REQUIRED TASK: Render the items below as a two-column CSV with the header row "item_text,answer" and one row per item. Put each item's text and its answer in separate quoted fields, and replace any line breaks with spaces.

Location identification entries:

+--

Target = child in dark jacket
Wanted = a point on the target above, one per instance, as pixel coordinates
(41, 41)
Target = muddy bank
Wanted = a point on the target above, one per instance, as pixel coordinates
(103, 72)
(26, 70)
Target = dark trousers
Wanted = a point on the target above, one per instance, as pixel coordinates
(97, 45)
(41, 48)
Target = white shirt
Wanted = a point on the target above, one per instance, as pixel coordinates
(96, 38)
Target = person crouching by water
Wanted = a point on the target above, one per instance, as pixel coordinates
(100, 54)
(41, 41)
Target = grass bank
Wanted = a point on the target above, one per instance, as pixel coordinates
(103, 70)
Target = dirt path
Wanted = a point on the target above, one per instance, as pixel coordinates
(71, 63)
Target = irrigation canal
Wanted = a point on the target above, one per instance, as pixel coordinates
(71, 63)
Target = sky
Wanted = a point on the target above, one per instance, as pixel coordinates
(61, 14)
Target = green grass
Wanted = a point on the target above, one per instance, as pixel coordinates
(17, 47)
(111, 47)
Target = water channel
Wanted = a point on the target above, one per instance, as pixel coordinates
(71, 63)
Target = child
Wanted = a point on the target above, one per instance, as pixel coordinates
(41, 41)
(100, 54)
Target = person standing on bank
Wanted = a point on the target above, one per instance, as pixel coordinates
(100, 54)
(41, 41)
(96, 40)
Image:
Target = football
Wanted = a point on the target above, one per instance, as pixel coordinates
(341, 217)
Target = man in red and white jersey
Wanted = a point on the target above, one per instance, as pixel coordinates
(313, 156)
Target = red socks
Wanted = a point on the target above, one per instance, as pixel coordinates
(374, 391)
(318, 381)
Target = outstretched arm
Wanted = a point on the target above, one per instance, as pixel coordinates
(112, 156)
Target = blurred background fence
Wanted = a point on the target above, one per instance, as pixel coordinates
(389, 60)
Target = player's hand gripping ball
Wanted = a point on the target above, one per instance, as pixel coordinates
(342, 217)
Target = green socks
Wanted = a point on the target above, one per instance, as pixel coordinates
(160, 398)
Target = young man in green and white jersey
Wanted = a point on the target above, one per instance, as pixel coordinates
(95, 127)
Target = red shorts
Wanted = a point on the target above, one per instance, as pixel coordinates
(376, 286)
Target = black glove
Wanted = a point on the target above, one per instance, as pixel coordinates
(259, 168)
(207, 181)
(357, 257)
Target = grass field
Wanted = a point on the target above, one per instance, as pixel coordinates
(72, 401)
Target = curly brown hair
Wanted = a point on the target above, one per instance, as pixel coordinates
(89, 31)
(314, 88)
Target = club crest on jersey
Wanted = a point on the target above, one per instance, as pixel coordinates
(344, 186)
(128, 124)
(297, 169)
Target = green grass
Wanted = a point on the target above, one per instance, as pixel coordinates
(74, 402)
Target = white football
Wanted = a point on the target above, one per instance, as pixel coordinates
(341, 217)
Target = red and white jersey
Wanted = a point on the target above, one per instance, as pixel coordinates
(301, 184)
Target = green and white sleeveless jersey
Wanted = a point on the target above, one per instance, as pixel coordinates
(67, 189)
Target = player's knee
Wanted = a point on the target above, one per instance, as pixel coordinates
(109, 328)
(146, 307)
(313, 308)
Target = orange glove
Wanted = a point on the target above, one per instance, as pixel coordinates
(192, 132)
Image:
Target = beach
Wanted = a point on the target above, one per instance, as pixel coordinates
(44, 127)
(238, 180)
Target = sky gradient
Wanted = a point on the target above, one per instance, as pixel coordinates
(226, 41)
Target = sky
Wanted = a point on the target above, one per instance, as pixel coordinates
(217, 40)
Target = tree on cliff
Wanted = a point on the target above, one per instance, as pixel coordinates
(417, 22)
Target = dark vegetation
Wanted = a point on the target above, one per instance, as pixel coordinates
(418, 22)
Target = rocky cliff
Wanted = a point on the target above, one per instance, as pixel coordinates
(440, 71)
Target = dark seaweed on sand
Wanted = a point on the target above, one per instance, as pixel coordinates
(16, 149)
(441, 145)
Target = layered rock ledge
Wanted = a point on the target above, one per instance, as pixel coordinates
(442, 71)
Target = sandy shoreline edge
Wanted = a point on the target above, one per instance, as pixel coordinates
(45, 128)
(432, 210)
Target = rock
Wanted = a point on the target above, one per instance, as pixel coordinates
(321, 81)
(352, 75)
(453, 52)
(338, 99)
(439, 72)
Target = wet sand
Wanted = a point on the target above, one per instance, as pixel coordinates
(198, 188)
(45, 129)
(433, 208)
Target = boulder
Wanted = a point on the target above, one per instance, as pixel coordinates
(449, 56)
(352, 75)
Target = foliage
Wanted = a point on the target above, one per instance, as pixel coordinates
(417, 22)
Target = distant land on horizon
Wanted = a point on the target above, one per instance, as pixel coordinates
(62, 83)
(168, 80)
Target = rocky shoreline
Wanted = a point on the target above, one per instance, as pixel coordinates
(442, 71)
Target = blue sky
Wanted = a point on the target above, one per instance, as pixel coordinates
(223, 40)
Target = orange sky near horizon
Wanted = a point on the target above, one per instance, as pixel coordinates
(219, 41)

+--

FULL ANSWER:
item_text,answer
"Target = child in dark jacket Wanted = a point on the target above, one per instance, as pixel coordinates","(41, 41)"
"Target = muddy bank Wanted = a point on the target above, one per instance, as pixel coordinates","(103, 72) (26, 70)"
"Target = dark trousers Wanted = a point on the target above, one per instance, as pixel coordinates","(97, 45) (41, 48)"
"Target = white shirt Wanted = a point on the target above, one per instance, as pixel coordinates","(96, 38)"
"Target = person crouching by water Wanted = a point on the target above, one per instance, as pixel coordinates","(100, 54) (41, 41)"
"Target = grass bank Wanted = a point on the target above, one per instance, as pixel coordinates","(103, 70)"
"Target = dirt path Wanted = a point on the target above, one per instance, as pixel coordinates","(71, 63)"
"Target = irrigation canal Wanted = a point on the target above, one per instance, as pixel coordinates","(71, 63)"
"Target = sky Wanted = a point on the target above, one per instance, as pixel coordinates","(61, 14)"
"Target = green grass Wanted = a point on the target above, one per instance, as pixel coordinates","(17, 47) (111, 47)"
"Target = water channel Wanted = a point on the target above, one per instance, as pixel coordinates","(71, 63)"
"Target = child Wanted = a point on the target above, one per instance, as pixel coordinates","(41, 41) (100, 54)"
"Target = person standing on bank Wanted = a point on the target above, one per instance, as pixel coordinates","(100, 54) (41, 41) (96, 40)"
"Image: Target = football Wanted = a point on the target above, one per instance, as pixel coordinates","(341, 217)"
"Target = man in red and white jersey Wanted = a point on the target above, one per instance, as pixel coordinates","(313, 156)"
"Target = red socks Wanted = a point on the target above, one per instance, as pixel coordinates","(374, 391) (318, 381)"
"Target = outstretched arm Wanted = a point on the target above, one per instance, as pixel coordinates","(112, 156)"
"Target = blurred background fence Wanted = a point on the target above, one per instance, as pixel coordinates","(389, 60)"
"Target = player's hand gripping ball Wanted = a point on the target above, one per instance, as pixel coordinates","(342, 217)"
"Target = green socks Wanted = a point on the target above, one per instance, as pixel coordinates","(160, 398)"
"Target = young man in green and white jersey Wanted = a point on the target above, one per instance, as pixel coordinates","(95, 127)"
"Target = red shorts Wanted = a point on the target above, one per instance, as pixel coordinates","(376, 286)"
"Target = black glove Wanted = a point on the target above, one per instance, as pixel coordinates","(259, 168) (207, 181) (357, 257)"
"Target = grass field Wanted = a point on the target above, one per instance, as pixel coordinates","(72, 401)"
"Target = curly brown hair Wanted = a point on the target above, one per instance, as pixel coordinates","(89, 31) (314, 88)"
"Target = club crest on jersey Wanted = a point on the target above, one per instance, as pixel coordinates","(344, 186) (128, 124) (297, 169)"
"Target = green grass Wanted = a point on the target above, one per instance, as pixel coordinates","(74, 402)"
"Target = white football Wanted = a point on the target above, one per instance, as pixel coordinates","(341, 217)"
"Target = red and white jersey Wanted = a point on the target above, one per instance, as pixel coordinates","(301, 184)"
"Target = green and white sleeveless jersey Wanted = a point on the target above, one per instance, as pixel coordinates","(67, 189)"
"Target = player's knee Wanted = a point on the target above, one per instance, as pixel coordinates","(109, 328) (146, 307) (313, 308)"
"Target = orange glove Wanted = a point on the target above, one per instance, as pixel coordinates","(192, 132)"
"Image: Target = beach Wanted = a point on the target above, one per instance, as pixel coordinates","(44, 127) (238, 180)"
"Target = sky gradient Wanted = a point on the target above, one per instance, as pixel coordinates","(226, 41)"
"Target = sky Wanted = a point on the target above, one per instance, as pixel coordinates","(217, 40)"
"Target = tree on cliff Wanted = a point on the target above, one per instance, as pixel coordinates","(417, 22)"
"Target = dark vegetation Wanted = a point on the target above, one per instance, as pixel coordinates","(418, 22)"
"Target = rocky cliff Wanted = a point on the target above, one per instance, as pixel coordinates","(440, 71)"
"Target = dark seaweed on sand Wanted = a point on the target above, one per instance, as pixel coordinates","(16, 149) (441, 145)"
"Target = layered rock ledge Wanted = a point on the target above, one per instance, as pixel coordinates","(442, 71)"
"Target = sandy shoreline edge Wanted = a point on the target above, one per instance, as pixel coordinates","(45, 128) (432, 210)"
"Target = rock Wanted = a point on the target above, one per instance, as pixel coordinates","(321, 81) (352, 75) (453, 52) (338, 99) (439, 72)"
"Target = wet sand Wanted = a point on the target above, one per instance, as pixel coordinates","(198, 188) (45, 129) (433, 208)"
"Target = boulder Wanted = a point on the target above, one per instance, as pixel coordinates","(449, 56) (352, 75)"
"Target = foliage Wanted = a point on the target above, one per instance, as pixel coordinates","(417, 22)"
"Target = distant land on horizon Wanted = a point on the target above, one per instance, as pixel coordinates","(62, 83) (168, 80)"
"Target = rocky shoreline Wanted = a point on the target above, one per instance, as pixel coordinates","(442, 71)"
"Target = blue sky Wanted = a point on the target above, one per instance, as pixel coordinates","(223, 40)"
"Target = orange sky near horizon Wanted = a point on the target above, one per instance, as pixel coordinates","(219, 41)"